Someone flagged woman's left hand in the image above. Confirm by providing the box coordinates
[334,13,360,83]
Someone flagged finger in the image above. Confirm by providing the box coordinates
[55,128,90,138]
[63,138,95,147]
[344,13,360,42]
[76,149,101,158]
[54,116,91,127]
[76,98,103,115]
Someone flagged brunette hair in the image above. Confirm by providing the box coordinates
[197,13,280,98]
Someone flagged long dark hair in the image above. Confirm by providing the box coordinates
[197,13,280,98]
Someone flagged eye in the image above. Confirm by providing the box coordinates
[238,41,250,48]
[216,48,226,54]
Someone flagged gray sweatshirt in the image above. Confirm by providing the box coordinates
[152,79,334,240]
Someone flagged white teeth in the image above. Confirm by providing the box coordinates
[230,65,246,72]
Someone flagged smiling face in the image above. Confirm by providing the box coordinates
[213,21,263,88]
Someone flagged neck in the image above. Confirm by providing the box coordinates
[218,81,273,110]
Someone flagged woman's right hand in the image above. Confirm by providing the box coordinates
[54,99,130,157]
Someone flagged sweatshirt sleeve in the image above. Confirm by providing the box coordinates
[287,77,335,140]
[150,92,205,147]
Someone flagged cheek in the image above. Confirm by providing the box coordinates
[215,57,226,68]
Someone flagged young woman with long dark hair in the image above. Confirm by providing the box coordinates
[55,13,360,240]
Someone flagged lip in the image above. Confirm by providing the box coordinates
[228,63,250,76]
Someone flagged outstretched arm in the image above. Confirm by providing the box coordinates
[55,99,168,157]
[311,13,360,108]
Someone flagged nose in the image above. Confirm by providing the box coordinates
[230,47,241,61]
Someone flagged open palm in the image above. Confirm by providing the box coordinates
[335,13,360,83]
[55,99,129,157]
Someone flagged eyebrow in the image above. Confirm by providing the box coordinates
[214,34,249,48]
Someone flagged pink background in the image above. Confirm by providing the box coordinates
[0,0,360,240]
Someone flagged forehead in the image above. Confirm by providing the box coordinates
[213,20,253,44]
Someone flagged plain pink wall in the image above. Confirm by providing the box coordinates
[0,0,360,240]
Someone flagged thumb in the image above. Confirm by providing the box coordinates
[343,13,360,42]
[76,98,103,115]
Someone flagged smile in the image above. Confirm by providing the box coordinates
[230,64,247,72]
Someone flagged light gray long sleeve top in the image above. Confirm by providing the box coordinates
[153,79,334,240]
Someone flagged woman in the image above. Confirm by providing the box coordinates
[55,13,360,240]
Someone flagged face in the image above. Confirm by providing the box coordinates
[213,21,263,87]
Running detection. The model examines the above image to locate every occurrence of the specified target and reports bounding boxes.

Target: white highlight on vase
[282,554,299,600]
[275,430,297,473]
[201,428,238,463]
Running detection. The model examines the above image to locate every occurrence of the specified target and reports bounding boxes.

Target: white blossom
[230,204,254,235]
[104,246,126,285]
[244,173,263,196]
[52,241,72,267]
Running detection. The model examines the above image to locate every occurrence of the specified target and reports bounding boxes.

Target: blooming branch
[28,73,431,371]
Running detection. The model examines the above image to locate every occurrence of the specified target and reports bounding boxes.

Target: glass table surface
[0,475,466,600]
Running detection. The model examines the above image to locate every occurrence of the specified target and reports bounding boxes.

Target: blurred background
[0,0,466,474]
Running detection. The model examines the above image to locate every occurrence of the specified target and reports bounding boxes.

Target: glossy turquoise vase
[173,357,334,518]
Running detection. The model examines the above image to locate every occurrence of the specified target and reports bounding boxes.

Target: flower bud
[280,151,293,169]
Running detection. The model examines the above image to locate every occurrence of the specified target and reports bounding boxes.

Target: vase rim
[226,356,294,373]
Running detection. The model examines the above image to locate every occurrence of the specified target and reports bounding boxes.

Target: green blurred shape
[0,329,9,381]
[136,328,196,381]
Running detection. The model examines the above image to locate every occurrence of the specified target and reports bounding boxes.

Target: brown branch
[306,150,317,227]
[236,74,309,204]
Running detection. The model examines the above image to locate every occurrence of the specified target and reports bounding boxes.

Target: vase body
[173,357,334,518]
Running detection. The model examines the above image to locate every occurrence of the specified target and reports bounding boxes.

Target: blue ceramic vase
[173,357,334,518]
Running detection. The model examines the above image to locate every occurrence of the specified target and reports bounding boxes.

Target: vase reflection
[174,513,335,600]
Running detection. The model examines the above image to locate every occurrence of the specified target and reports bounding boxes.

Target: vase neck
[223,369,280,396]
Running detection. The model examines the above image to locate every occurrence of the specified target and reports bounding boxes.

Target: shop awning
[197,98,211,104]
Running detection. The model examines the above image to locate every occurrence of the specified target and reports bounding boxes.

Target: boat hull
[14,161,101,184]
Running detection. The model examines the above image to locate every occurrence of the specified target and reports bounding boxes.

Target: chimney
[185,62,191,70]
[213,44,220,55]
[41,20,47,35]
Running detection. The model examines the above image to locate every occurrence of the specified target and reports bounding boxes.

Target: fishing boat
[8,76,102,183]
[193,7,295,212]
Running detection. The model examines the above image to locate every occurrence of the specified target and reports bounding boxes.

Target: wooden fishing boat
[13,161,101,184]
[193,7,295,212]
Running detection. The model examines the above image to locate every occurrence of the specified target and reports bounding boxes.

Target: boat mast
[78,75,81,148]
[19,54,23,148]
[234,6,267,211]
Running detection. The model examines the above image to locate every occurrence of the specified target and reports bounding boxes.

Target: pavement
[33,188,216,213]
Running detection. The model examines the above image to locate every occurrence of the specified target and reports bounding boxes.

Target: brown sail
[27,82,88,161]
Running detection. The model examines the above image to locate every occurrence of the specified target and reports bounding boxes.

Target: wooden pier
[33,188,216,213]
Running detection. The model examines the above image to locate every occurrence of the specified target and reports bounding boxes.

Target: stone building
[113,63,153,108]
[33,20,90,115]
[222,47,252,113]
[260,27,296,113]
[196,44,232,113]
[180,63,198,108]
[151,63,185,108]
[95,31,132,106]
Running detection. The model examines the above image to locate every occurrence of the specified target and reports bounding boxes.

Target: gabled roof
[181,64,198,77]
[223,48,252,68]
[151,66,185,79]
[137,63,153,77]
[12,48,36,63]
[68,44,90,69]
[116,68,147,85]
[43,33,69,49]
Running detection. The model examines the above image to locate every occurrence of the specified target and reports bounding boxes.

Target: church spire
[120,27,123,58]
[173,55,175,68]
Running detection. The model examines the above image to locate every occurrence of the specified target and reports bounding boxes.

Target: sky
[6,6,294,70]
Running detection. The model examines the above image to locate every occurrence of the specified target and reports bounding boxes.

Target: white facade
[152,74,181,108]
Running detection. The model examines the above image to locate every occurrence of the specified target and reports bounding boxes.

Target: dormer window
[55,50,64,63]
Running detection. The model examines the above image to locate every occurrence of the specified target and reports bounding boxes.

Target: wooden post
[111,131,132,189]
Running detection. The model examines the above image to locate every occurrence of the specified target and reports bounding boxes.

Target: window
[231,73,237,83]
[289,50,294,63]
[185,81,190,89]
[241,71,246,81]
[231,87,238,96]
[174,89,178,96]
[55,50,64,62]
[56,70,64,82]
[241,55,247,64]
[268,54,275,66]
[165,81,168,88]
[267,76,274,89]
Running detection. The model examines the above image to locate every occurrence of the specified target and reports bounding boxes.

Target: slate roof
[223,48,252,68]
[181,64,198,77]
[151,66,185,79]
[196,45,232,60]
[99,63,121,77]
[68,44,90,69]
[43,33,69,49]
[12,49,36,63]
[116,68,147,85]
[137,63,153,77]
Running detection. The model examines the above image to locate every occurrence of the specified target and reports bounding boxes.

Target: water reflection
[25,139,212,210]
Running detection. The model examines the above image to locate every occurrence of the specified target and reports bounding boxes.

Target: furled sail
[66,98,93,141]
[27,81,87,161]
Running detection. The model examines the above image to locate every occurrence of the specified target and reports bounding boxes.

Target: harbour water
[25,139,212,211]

***

Task instructions ▸
Please convert the rows above, from the first line through the line containing "[218,81,273,110]", into a Markdown table with the columns Number and Row text. Leave out any blank lines.

Expected answer ▸
| Number | Row text |
|---|---|
| 1 | Someone flagged woman's left hand in the image above. Confirm by providing the box coordinates |
| 2 | [334,13,360,83] |
| 3 | Someone flagged finger in the image above. Confirm by providing the box coordinates |
| 4 | [55,128,90,138] |
| 5 | [63,138,95,147] |
| 6 | [344,13,360,42] |
| 7 | [76,149,101,158] |
| 8 | [54,116,91,127] |
| 9 | [76,98,103,115] |
| 10 | Someone flagged brunette hair in the image above. Confirm by providing the box coordinates |
| 11 | [197,13,280,98] |
| 12 | Someone flagged long dark hair in the image above. Confirm by providing the box coordinates |
| 13 | [197,13,280,98] |
| 14 | Someone flagged eye in the image above. Confirm by providing the box coordinates |
| 15 | [238,41,250,48] |
| 16 | [216,48,226,54] |
| 17 | Someone flagged gray sweatshirt in the image above. Confirm by providing the box coordinates |
| 18 | [152,79,334,240] |
| 19 | Someone flagged white teeth in the image above. Confirm by providing the box coordinates |
| 20 | [230,65,246,72] |
| 21 | Someone flagged smiling face in the image above. Confirm by providing the box coordinates |
| 22 | [213,21,263,88] |
| 23 | Someone flagged neck in the image above. Confirm by providing the box coordinates |
| 24 | [218,81,273,110] |